┌────────
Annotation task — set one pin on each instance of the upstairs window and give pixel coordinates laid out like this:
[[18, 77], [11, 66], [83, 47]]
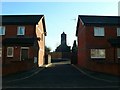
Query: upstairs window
[[2, 30], [10, 51], [118, 31], [118, 52], [21, 30], [99, 31], [97, 53]]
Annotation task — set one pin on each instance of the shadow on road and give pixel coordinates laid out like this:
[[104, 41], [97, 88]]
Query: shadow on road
[[61, 61]]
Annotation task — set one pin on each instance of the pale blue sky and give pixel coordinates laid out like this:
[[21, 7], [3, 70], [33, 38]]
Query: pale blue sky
[[60, 16]]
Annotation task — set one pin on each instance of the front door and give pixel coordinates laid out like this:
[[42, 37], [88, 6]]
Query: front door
[[24, 53]]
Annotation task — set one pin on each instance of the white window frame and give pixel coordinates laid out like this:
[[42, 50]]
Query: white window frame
[[23, 30], [118, 31], [99, 31], [97, 56], [21, 52], [8, 51], [118, 52], [2, 30]]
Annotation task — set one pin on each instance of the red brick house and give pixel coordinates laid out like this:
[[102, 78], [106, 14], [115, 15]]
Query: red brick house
[[23, 42], [99, 43]]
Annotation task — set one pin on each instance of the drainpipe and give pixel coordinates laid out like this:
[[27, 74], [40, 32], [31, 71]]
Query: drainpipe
[[114, 55]]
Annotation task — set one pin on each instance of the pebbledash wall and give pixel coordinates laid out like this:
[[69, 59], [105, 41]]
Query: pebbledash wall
[[33, 42], [87, 40]]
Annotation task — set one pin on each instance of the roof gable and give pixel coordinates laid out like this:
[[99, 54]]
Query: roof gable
[[20, 19], [100, 20]]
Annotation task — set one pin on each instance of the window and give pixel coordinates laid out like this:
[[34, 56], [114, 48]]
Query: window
└────────
## SET TASK
Convert all the records above into a Markdown table with the columns "No." and "Text", numbering each line and skipping blank lines. Leave the pictures out of the table.

## EXERCISE ANSWER
| No. | Text |
|---|---|
| 1 | Annotation task — set one pin on each instance of the upstairs window and give pixel coordinates laid out like this: |
| 2 | [[18, 77], [11, 66], [83, 47]] |
| 3 | Query: upstairs window |
| 4 | [[2, 30], [10, 51], [118, 31], [118, 52], [21, 30], [99, 31], [97, 53]] |
| 5 | Annotation task — set one pin on each instance of the shadow on road and give pixel coordinates laid out like this: |
| 6 | [[104, 41], [97, 88]] |
| 7 | Query: shadow on road |
| 8 | [[61, 61]] |
| 9 | Annotation task — set one pin on each instance of the pale blue sky and give pixel coordinates laid out like this: |
| 10 | [[21, 7], [3, 70], [33, 38]] |
| 11 | Query: pale blue sky |
| 12 | [[60, 16]] |
| 13 | Annotation task — set one pin on each instance of the front door and give pixel coordinates laid out like this: |
| 14 | [[42, 37], [88, 6]] |
| 15 | Query: front door |
| 16 | [[24, 53]] |
| 17 | Annotation task — set one pin on each instance of the white window frame and give pixel coordinates laid out like this: |
| 18 | [[42, 50]] |
| 19 | Query: white window frame |
| 20 | [[23, 30], [118, 31], [99, 31], [97, 56], [21, 52], [8, 51], [118, 52], [2, 30]] |
| 21 | Annotation task — set one pin on each instance of the red brick house and give pixel coordinates laid out like this: |
| 22 | [[102, 78], [106, 14], [115, 15]] |
| 23 | Query: red brick house |
| 24 | [[23, 42], [99, 43]] |
| 25 | Annotation task — set one pin on each instance of the drainpipe and give pixel coordinates laid out like this: |
| 26 | [[27, 74], [40, 32], [31, 71]] |
| 27 | Query: drainpipe |
| 28 | [[114, 55]] |
| 29 | Annotation task — set one pin on each instance of the pebbledash wall and give pixel coordinates laid out like this: |
| 30 | [[69, 59], [105, 41]] |
| 31 | Query: pebbledash wall |
| 32 | [[33, 42], [87, 40]] |
| 33 | Annotation task — set one pin on each instance of the roof gable and give pixel coordinates laid out like this: |
| 34 | [[99, 54]] |
| 35 | Query: roof gable |
| 36 | [[20, 19], [100, 20]] |
| 37 | Annotation task — set one pin on each instance of the window and give pixel coordinates laid out like this: |
| 38 | [[34, 56], [114, 48]] |
| 39 | Query: window |